• [Source material]:
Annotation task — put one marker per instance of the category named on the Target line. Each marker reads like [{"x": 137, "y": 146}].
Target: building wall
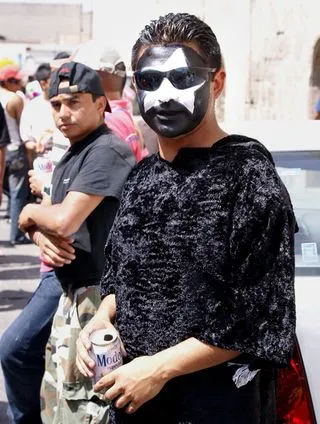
[
  {"x": 44, "y": 23},
  {"x": 282, "y": 41},
  {"x": 268, "y": 48}
]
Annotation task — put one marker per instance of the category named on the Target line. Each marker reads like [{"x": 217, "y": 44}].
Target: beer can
[
  {"x": 43, "y": 167},
  {"x": 106, "y": 352},
  {"x": 42, "y": 164}
]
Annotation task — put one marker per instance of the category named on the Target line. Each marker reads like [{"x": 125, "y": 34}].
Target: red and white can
[
  {"x": 43, "y": 167},
  {"x": 106, "y": 352}
]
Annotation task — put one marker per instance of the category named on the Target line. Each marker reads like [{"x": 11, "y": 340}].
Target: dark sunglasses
[
  {"x": 180, "y": 78},
  {"x": 13, "y": 81}
]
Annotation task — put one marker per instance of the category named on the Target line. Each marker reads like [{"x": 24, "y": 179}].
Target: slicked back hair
[{"x": 179, "y": 28}]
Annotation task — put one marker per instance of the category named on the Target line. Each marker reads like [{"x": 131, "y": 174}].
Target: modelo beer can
[
  {"x": 43, "y": 167},
  {"x": 106, "y": 352}
]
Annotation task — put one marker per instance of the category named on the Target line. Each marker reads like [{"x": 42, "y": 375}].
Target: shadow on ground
[
  {"x": 19, "y": 259},
  {"x": 20, "y": 274},
  {"x": 11, "y": 300}
]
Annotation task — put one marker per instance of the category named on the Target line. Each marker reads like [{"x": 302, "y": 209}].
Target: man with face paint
[{"x": 199, "y": 277}]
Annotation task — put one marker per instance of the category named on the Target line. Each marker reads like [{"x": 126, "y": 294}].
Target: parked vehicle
[{"x": 296, "y": 151}]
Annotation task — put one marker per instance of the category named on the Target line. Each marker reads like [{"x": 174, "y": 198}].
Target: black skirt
[{"x": 207, "y": 397}]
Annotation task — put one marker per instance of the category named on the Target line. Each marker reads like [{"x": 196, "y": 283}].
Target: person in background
[
  {"x": 112, "y": 71},
  {"x": 71, "y": 233},
  {"x": 199, "y": 274},
  {"x": 36, "y": 123},
  {"x": 4, "y": 141},
  {"x": 23, "y": 343},
  {"x": 317, "y": 115},
  {"x": 16, "y": 173}
]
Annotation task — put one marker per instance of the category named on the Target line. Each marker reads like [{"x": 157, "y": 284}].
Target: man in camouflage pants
[{"x": 71, "y": 233}]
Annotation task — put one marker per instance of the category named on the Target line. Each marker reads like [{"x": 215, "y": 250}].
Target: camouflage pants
[{"x": 66, "y": 396}]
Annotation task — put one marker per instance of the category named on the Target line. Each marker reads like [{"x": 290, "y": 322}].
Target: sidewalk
[{"x": 19, "y": 276}]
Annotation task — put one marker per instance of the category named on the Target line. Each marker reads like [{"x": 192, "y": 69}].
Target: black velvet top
[{"x": 204, "y": 247}]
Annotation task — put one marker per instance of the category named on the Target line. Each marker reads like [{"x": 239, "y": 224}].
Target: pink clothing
[{"x": 121, "y": 122}]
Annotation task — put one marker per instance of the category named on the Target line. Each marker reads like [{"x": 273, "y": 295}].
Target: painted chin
[{"x": 170, "y": 124}]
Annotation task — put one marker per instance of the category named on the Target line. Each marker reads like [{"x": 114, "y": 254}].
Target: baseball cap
[
  {"x": 10, "y": 71},
  {"x": 100, "y": 57},
  {"x": 82, "y": 79}
]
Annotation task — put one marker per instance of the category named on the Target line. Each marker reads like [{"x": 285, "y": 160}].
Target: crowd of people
[{"x": 186, "y": 253}]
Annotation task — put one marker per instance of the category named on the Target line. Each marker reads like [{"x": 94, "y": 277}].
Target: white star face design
[{"x": 167, "y": 91}]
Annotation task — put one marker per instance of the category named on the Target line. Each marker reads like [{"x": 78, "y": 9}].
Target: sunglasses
[
  {"x": 180, "y": 78},
  {"x": 13, "y": 81}
]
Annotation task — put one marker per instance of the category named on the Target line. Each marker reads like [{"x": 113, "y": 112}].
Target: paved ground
[{"x": 19, "y": 276}]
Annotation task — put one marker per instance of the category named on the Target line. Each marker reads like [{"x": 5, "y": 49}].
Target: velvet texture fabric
[{"x": 204, "y": 247}]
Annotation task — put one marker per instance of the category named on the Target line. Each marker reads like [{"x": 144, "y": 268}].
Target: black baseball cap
[{"x": 82, "y": 79}]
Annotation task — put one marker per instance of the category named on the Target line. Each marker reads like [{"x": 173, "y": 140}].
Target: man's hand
[
  {"x": 55, "y": 251},
  {"x": 25, "y": 221},
  {"x": 35, "y": 183},
  {"x": 84, "y": 361},
  {"x": 133, "y": 384}
]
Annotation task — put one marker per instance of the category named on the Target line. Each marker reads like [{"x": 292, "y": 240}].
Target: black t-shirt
[
  {"x": 4, "y": 134},
  {"x": 97, "y": 165}
]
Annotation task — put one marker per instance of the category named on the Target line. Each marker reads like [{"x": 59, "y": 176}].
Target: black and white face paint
[{"x": 171, "y": 111}]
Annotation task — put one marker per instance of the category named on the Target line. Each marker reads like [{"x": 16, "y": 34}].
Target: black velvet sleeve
[{"x": 257, "y": 316}]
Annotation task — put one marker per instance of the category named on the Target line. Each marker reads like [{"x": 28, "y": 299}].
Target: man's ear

• [Task goal]: Transcribe the full listing above exactly, with the images removed.

• [Result for this exercise]:
Annotation task — put one marker per instance of the category named on the Target line. Each marker reads like [{"x": 137, "y": 146}].
Target: building wall
[
  {"x": 44, "y": 23},
  {"x": 282, "y": 41},
  {"x": 268, "y": 48}
]
Annotation task — put one marker per instance of the category named on the Target line. Each marker reads like [{"x": 217, "y": 44}].
Target: beer can
[
  {"x": 43, "y": 167},
  {"x": 106, "y": 352},
  {"x": 42, "y": 164}
]
Annotation task — put one marker per instance of the category named on the Target line. Each marker reads like [{"x": 125, "y": 34}].
Target: red and white can
[
  {"x": 43, "y": 167},
  {"x": 106, "y": 352}
]
Annotation task — put one marker per instance of the category named on the Target line. Each marker reads like [{"x": 11, "y": 340}].
Target: dark sunglasses
[
  {"x": 180, "y": 78},
  {"x": 13, "y": 81}
]
Annotation task — put one marker per instance of the category named on the Target line. Each marker reads like [{"x": 24, "y": 179}].
Target: slicked back hair
[{"x": 179, "y": 28}]
Annotation task — put one marker per instance of the category named on the Target line. Each marker reads like [{"x": 131, "y": 174}].
Target: modelo beer can
[
  {"x": 43, "y": 167},
  {"x": 106, "y": 352}
]
Annotation task — put one marker per instance of the category named on the Target line. Each marker reads like [{"x": 42, "y": 375}].
Target: shadow on ground
[
  {"x": 19, "y": 259},
  {"x": 20, "y": 274},
  {"x": 11, "y": 300}
]
Annotation task — put one marker per instance of the category named on the Target line. Each marker reads like [{"x": 302, "y": 209}].
Target: man with face paint
[{"x": 199, "y": 277}]
Annotation task — put one marker per instance of the category named on the Target line. Each marker reads like [{"x": 126, "y": 294}].
Target: parked vehicle
[{"x": 296, "y": 151}]
Annotation task — put one marker per instance of the category named on the Target line. Each marker reads like [{"x": 174, "y": 198}].
Target: black skirt
[{"x": 207, "y": 397}]
Annotation task — put one marker per instance of the category named on the Target line. Each marker reads like [{"x": 196, "y": 283}].
Target: person in background
[
  {"x": 112, "y": 71},
  {"x": 71, "y": 233},
  {"x": 199, "y": 274},
  {"x": 36, "y": 123},
  {"x": 4, "y": 141},
  {"x": 23, "y": 343},
  {"x": 317, "y": 115},
  {"x": 16, "y": 173}
]
Annotation task — put one marker per instance of the category named on the Target line. Each marker reads like [{"x": 157, "y": 284}].
Target: man in camouflage pants
[{"x": 71, "y": 233}]
Annotation task — put one marker per instance of the category named on the Target line. Each marker reads like [{"x": 215, "y": 250}].
Target: camouflage pants
[{"x": 66, "y": 396}]
Annotation task — put one marker per instance of the category named on the Target line. Each marker reads like [{"x": 290, "y": 322}].
Target: sidewalk
[{"x": 19, "y": 276}]
Annotation task — put one marker per instance of the category named on the Target line. Each marker reads like [{"x": 192, "y": 69}].
Target: black velvet top
[{"x": 204, "y": 247}]
Annotation task — put one marker per instance of the category named on the Target line. Each marker reads like [{"x": 239, "y": 224}].
Target: pink clothing
[{"x": 121, "y": 122}]
Annotation task — put one marker per instance of the category named on the Target line. Each marker reads like [{"x": 273, "y": 295}].
Target: painted chin
[{"x": 170, "y": 124}]
Annotation task — put one marker per instance of the category named on the Target line. Each marker reads like [{"x": 114, "y": 254}].
Target: baseball cap
[
  {"x": 10, "y": 71},
  {"x": 100, "y": 57},
  {"x": 82, "y": 79}
]
Annotation task — put one marker per instance of the category named on the Target line. Each marker reads like [{"x": 285, "y": 160}].
Target: crowd of people
[{"x": 186, "y": 253}]
Annotation task — put one marker per instance of the category named on the Target line. Each marker reads like [{"x": 94, "y": 277}].
Target: white star face design
[{"x": 167, "y": 91}]
Annotation task — put one marker per instance of the category named on the Target line. Each marker reads like [{"x": 78, "y": 9}].
Target: sunglasses
[
  {"x": 180, "y": 78},
  {"x": 13, "y": 81}
]
Annotation task — put one marker per instance of the category named on the Target line. Each marker reads like [{"x": 113, "y": 112}].
Target: paved ground
[{"x": 19, "y": 276}]
Annotation task — put one marker per instance of the category named on the Target line. Each marker reads like [{"x": 5, "y": 49}].
Target: velvet texture fabric
[{"x": 204, "y": 247}]
Annotation task — put one marker per instance of the category named on the Target line. Each marker reads like [{"x": 144, "y": 268}].
Target: black baseball cap
[{"x": 82, "y": 79}]
Annotation task — put one marker per instance of the category named on the Target line. Each marker reads like [{"x": 173, "y": 140}].
Target: man's hand
[
  {"x": 55, "y": 251},
  {"x": 25, "y": 221},
  {"x": 35, "y": 183},
  {"x": 84, "y": 361},
  {"x": 133, "y": 384}
]
Annotation task — put one marker per instance of the category named on the Target line. Each marker reads like [{"x": 292, "y": 240}].
Target: black t-shirt
[
  {"x": 4, "y": 134},
  {"x": 97, "y": 165}
]
Annotation task — put one marker per instance of the category named on the Target line. Each marker reads like [{"x": 59, "y": 176}].
Target: black and white face paint
[{"x": 171, "y": 111}]
Annotation task — put one marker per instance of the category named on the Target line. Each marker reads like [{"x": 16, "y": 34}].
Target: black velvet sleeve
[{"x": 257, "y": 316}]
Annotation task — put one marker per instance of the category named on the Target line. Each marker reads like [{"x": 28, "y": 299}].
Target: man's ear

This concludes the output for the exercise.